## Selected excerpt
We hope that these points help to clarify our contributions, and we will do our best to make these contributions clear/better contextual our contributions in a revision if given the opportunity.

Next, we highlight and respond to specific concerns that you raised:

  • Motivating computational hardness of work. Theorem 4.2 is the main result of the paper. There is no easy way to obtain the scaling law, and this is precisely our contribution. To contextualize this contribution, there have been foundational papers that focus entirely on empirical scaling laws or entirely on the theory of scaling laws, as we discuss in Section 6. With our method, we show that one can obtain the scaling law specified in Theorem 4.2 and hence have an easier solution to the problem of finding an LDA. The proof of Theorem 4.2 was quite involved and, to the best of our knowledge, there exists no other closed-form characterizing the performance-loss Pareto frontier, and the framework of establishing LDAs under low resources and information using scalings is entirely new.

## The data
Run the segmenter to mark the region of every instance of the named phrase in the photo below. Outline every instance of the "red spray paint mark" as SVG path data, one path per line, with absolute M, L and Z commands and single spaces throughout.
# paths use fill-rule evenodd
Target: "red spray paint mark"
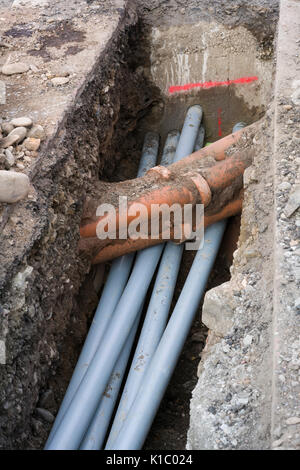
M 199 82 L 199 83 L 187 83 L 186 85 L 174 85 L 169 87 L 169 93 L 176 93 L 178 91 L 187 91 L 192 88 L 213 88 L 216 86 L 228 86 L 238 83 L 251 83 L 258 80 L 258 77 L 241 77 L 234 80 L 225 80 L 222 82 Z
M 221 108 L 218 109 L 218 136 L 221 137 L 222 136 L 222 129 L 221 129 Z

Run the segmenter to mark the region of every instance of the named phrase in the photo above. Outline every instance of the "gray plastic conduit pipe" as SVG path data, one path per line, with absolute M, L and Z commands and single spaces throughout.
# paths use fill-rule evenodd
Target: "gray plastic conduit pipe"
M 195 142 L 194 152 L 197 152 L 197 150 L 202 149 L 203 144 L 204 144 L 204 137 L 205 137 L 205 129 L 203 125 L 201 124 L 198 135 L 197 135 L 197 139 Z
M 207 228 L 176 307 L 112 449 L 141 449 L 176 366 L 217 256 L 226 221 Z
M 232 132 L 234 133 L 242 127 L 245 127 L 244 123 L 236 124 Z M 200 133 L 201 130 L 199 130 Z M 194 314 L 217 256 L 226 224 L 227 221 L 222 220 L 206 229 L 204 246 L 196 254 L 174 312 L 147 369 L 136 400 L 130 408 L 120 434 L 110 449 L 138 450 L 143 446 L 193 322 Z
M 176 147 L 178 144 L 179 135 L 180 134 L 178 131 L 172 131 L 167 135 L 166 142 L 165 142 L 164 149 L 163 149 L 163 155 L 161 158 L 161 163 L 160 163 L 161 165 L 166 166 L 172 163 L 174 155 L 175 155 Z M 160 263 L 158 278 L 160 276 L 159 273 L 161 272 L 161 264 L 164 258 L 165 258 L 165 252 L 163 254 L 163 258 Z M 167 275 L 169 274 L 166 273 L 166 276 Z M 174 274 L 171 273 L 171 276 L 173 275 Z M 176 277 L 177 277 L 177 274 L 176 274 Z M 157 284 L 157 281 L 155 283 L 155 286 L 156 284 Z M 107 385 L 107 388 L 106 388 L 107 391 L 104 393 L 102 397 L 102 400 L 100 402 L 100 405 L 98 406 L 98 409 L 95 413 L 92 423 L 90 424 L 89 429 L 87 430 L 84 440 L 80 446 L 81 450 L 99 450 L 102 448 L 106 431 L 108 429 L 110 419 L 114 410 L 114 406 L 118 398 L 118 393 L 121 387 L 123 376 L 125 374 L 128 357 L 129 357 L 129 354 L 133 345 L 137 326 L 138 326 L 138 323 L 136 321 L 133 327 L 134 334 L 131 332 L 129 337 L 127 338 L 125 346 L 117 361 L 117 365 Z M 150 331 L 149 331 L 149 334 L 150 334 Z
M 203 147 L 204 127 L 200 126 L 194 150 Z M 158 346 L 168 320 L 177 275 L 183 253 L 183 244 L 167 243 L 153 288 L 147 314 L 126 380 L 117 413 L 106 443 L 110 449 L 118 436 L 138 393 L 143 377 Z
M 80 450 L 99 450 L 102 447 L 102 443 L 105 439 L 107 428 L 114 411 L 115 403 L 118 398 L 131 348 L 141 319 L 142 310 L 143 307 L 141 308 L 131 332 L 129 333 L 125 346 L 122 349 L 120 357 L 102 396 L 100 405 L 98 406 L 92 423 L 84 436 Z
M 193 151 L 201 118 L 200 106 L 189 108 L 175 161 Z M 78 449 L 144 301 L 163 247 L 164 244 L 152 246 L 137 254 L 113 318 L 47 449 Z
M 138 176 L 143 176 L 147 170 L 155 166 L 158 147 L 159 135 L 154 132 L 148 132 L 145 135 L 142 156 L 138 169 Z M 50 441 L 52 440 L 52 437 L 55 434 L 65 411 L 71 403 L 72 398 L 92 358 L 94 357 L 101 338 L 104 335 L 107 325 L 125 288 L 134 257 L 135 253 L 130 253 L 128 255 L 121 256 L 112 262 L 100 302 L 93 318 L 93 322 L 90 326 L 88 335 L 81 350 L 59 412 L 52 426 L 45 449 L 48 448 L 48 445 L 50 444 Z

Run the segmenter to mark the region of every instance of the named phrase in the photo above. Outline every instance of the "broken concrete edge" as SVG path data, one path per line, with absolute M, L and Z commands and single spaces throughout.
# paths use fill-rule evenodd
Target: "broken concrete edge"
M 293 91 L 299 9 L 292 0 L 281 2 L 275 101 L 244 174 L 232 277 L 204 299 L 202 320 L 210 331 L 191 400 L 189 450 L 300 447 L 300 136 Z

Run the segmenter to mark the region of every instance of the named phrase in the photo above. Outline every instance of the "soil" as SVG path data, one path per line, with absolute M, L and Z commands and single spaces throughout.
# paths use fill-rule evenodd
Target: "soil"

--

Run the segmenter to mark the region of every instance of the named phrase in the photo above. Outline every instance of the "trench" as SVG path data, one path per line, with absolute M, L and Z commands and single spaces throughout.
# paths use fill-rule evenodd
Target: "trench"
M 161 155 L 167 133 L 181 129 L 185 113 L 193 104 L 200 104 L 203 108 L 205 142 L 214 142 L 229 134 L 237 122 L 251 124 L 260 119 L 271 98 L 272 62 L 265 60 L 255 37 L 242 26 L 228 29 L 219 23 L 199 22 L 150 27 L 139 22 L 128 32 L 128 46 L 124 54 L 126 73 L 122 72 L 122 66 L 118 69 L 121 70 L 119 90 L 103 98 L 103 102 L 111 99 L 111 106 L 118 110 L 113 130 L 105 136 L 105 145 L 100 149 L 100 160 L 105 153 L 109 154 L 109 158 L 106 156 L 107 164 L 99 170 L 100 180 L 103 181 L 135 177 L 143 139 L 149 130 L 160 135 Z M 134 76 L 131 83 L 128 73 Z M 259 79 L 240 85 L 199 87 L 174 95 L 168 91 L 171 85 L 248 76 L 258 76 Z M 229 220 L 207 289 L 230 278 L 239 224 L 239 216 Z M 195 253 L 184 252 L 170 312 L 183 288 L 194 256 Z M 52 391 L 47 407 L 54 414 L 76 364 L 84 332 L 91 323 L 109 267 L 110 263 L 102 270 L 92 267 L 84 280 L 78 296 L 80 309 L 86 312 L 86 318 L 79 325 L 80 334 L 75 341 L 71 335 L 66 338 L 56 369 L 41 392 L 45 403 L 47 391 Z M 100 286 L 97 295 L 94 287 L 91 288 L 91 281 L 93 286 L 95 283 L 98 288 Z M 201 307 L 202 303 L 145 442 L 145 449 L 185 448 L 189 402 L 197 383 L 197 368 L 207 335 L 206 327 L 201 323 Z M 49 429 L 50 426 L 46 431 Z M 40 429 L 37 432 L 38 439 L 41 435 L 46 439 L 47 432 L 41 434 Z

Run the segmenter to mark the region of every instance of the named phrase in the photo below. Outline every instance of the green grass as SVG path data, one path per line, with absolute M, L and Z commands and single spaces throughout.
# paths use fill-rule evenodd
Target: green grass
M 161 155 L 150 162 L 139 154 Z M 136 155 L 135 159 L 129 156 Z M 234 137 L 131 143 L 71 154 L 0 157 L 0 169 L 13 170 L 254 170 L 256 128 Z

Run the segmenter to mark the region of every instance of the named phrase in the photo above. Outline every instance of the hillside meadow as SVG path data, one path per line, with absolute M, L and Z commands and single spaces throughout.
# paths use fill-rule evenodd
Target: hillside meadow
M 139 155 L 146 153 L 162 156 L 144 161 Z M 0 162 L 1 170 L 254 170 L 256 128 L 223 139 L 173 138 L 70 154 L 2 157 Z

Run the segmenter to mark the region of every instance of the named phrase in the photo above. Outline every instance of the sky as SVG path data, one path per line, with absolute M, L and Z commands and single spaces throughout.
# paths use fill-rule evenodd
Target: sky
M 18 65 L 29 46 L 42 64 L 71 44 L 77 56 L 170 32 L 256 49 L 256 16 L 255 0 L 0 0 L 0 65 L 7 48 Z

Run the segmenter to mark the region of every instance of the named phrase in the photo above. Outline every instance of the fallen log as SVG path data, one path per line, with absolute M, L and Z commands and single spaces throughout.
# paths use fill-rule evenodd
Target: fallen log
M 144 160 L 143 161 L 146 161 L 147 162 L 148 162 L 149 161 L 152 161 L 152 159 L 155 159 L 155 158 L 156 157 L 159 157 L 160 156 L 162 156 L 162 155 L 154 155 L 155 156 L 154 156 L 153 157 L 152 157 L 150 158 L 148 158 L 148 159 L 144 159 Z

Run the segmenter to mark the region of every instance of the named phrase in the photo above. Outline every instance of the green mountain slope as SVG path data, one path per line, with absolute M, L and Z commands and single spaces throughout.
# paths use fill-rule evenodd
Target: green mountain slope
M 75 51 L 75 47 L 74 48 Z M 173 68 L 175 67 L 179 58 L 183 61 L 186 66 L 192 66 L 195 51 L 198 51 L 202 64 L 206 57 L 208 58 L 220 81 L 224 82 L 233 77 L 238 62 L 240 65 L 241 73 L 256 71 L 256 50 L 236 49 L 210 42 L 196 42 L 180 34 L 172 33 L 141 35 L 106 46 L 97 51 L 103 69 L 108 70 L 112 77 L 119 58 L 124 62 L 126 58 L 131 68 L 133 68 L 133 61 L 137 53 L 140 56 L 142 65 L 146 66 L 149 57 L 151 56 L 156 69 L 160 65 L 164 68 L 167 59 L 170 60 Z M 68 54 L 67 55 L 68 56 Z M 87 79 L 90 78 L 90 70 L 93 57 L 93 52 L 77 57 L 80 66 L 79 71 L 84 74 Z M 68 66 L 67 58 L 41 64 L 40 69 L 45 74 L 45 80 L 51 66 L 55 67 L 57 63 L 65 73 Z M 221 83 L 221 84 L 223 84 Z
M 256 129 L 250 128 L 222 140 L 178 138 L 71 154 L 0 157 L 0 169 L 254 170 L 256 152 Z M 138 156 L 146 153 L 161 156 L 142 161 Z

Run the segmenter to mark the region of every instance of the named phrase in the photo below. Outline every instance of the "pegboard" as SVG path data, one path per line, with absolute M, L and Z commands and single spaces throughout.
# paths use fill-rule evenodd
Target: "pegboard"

## Task requirements
1. Answer these questions about the response to reviewer concerns:
(a) Which theorem is identified as the main result of the paper?
(b) In which section are foundational papers on empirical or theoretical scaling laws discussed?
(c) What framework is described as entirely new?
2. Count the lines of the records that contain the string "green". Reply with the number alone.

## Answer set
1.
(a) Theorem 4.2.
(b) Section 6.
(c) The framework of establishing LDAs under low resources and information using scalings.

2. 4